(Available data begins)

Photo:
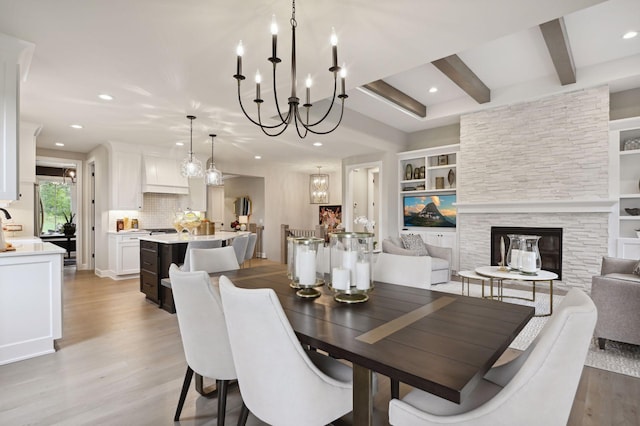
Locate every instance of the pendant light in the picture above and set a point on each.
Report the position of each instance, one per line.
(213, 176)
(191, 167)
(319, 188)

(Available data ends)

Task prompt ▸ Please print each entry exactly as given and keep pictures out of it.

Response area ▸
Photo:
Locate every instance of the pendant light in the picture above and set a point on each.
Report the position of each instance, one per line.
(213, 176)
(191, 167)
(319, 188)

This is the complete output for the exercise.